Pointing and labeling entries

★ ★ ★ ★

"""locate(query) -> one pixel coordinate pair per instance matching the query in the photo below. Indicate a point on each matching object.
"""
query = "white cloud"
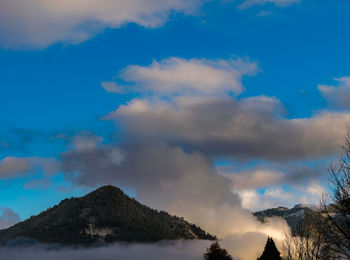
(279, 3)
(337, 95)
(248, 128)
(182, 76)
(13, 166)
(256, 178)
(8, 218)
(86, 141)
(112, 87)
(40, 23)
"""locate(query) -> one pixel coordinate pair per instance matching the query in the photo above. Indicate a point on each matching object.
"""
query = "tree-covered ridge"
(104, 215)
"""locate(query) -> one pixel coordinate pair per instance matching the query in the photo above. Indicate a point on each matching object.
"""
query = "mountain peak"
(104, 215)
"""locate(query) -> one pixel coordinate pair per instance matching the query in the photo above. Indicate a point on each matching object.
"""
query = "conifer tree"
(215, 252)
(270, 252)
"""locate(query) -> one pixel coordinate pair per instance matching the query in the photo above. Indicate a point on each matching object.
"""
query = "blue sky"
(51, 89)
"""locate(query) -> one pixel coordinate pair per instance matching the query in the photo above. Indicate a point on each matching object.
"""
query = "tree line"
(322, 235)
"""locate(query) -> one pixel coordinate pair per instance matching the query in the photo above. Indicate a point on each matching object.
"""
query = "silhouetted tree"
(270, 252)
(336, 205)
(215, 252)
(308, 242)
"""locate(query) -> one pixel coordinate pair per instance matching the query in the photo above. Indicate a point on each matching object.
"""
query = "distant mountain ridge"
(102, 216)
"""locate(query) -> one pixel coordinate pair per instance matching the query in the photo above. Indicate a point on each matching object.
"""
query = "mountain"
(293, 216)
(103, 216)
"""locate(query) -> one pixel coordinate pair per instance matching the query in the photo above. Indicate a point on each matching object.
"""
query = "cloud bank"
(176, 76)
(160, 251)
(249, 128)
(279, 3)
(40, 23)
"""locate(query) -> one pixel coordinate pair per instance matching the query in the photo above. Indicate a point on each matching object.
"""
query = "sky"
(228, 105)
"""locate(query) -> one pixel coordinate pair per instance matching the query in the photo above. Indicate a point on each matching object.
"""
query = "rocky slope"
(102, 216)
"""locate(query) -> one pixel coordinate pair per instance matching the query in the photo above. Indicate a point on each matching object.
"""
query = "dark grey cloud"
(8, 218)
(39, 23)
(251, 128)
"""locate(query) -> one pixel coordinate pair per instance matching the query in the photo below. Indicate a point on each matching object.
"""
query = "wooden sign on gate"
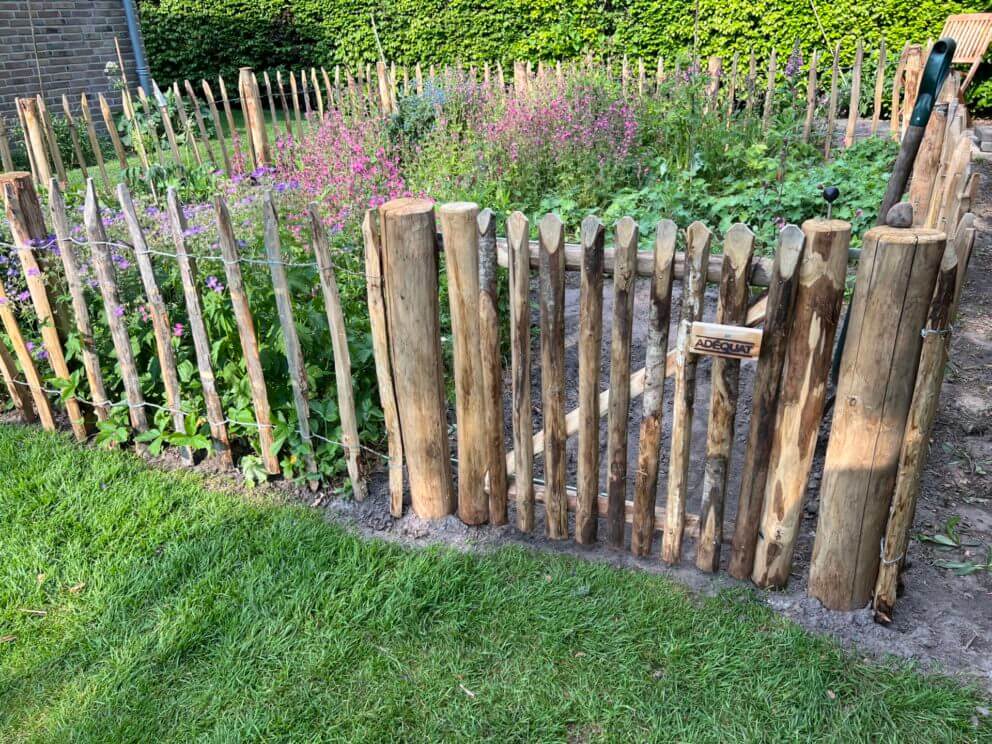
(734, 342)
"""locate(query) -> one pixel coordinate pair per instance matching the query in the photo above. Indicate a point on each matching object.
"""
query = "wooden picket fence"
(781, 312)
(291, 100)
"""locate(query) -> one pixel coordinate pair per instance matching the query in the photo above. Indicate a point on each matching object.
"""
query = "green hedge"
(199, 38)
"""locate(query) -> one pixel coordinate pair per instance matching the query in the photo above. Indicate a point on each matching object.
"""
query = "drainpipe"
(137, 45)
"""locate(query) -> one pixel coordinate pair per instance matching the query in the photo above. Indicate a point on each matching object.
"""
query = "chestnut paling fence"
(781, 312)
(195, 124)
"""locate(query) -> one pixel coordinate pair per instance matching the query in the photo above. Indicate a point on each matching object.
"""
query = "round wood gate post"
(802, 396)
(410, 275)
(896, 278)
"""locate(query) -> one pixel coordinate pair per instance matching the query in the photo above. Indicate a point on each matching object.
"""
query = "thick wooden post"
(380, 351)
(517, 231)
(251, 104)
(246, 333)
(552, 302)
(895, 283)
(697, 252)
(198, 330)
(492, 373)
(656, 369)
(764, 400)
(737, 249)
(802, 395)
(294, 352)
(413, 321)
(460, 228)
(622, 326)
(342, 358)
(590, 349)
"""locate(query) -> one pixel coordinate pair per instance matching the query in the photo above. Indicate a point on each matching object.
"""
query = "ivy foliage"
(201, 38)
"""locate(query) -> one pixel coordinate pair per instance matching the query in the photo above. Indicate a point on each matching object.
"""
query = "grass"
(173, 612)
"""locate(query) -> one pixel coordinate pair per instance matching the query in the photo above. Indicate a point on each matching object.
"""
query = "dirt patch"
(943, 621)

★ ★ ★ ★

Problem –
Write out the whole listing again, exactly, with no pictures.

Exercise answer –
"""locate(query) -> one pixel coordinate pair per instance matching the query in the photo below. Indicate a point on each matching object.
"""
query = "white cloud"
(279, 3)
(337, 95)
(248, 128)
(182, 76)
(13, 166)
(256, 178)
(8, 218)
(86, 141)
(112, 87)
(40, 23)
"""locate(query) -> one pixel coordinate pair per instance matching the query in the photo above. Indicate a point on each matching object.
"""
query = "tree-covered ridge"
(104, 215)
"""locate(query) -> one pixel coordinate pair per instance matching the query in the photo above. Indicate a point on each matching object.
"""
query = "mountain peak"
(104, 215)
"""locate(query) -> one pixel coordinate pair per instance matching the query in the photo above. Indicate a point on each matching object.
"""
query = "conifer tree"
(215, 252)
(270, 252)
"""locate(query) -> one pixel coordinate pair per instance matching the query in the photo above. Indicate a point on each matching object.
"""
query = "blue sky"
(51, 89)
"""locate(query) -> one pixel coordinate pair per instance matching the query in the photo above. Indicate a point on each matching object.
"""
query = "tree line"
(322, 235)
"""locate(query) -> one pixel coordinate pair per instance matching the query in the photo above. Indicate a point on each matching object.
"""
query = "silhouetted tree"
(270, 252)
(336, 205)
(215, 252)
(308, 242)
"""locate(query) -> one pixel coordinate pair per instance matching the query in the photo above. Indicate a point on each matching object.
"""
query = "distant mountain ridge"
(102, 216)
"""locate(query) -> one pixel coordinate pair per instance matching the query in the photo above. Indicate a point on each matching object.
"""
query = "mountain"
(293, 216)
(103, 216)
"""locate(query) -> one pixel coordinate pair per instance matching the query in the photo above. Indicate a point on each matching object.
"""
query = "cloud bank"
(176, 76)
(160, 251)
(249, 128)
(279, 3)
(40, 23)
"""locate(query) -> one pixel coordinate pair per instance matching the query in the photo above. Indicate a point on each matching object.
"""
query = "sky"
(228, 105)
"""locate(query) -> one pixel coordinate pair per instance matching the query in the photo above. Indicate a point on each matching object.
"""
query = "rocky slope"
(102, 216)
"""locate(query) -> one pixel coordinate pair per instance matching the query in the photo above. Indicate a point on each matching object.
"""
query = "dark grey cloud"
(8, 218)
(39, 23)
(251, 128)
"""locate(query) -> one pixel coordinate pair per instance matching the query in the photo below. Indicate a point on each matching object.
"""
query = "wooden sign on gate"
(734, 342)
"""locate(query) -> one pixel coordinate pair per instance matching the query in the photo above. Indicate a point on each matching object.
"""
query = "wooden picket fence"
(781, 312)
(291, 100)
"""locate(query) -> one pixel coordinate pair per instance matching the query in the photo above. Indicate a point on each matching object.
"""
query = "green hedge"
(199, 38)
"""locate(query) -> one pixel coordinate pair per instance matching the query in the photo above. Indicate a point on each matching object.
"""
query = "drainpipe"
(137, 45)
"""locate(query) -> one pixel coordinate pair per instance matching the query in the photo above. Indicate a point on each matching object.
"""
query = "chestnut paling fence"
(781, 312)
(195, 124)
"""locate(query) -> one pixel coordinate pair per instance matching the query in the photo above. Indicate a point on each matching object.
"""
query = "round wood gate post"
(802, 396)
(410, 275)
(896, 278)
"""locate(query) -> one pixel coordinate pair per instance matching the query in the photo above. Indicate a point on each matching object.
"""
query = "thick wooden post"
(380, 351)
(517, 231)
(251, 104)
(246, 333)
(552, 302)
(895, 283)
(697, 252)
(198, 330)
(492, 373)
(656, 369)
(764, 400)
(737, 249)
(802, 395)
(294, 352)
(413, 321)
(460, 228)
(622, 326)
(342, 358)
(590, 349)
"""locate(query) -> one pixel coordinate pair per instance matching the query in the photo above. Indicate a point on each matching object.
"""
query = "ivy foliage"
(201, 38)
"""locate(query) -> one pixel coordinate pair per instance matching the query in the photo above. Indicate a point on each matching object.
"""
query = "grass"
(173, 612)
"""locate(query) -> one pixel coordinate pair per instance matching the query in the photo above. Indicate a point on each matching object.
"""
query = "dirt patch"
(943, 621)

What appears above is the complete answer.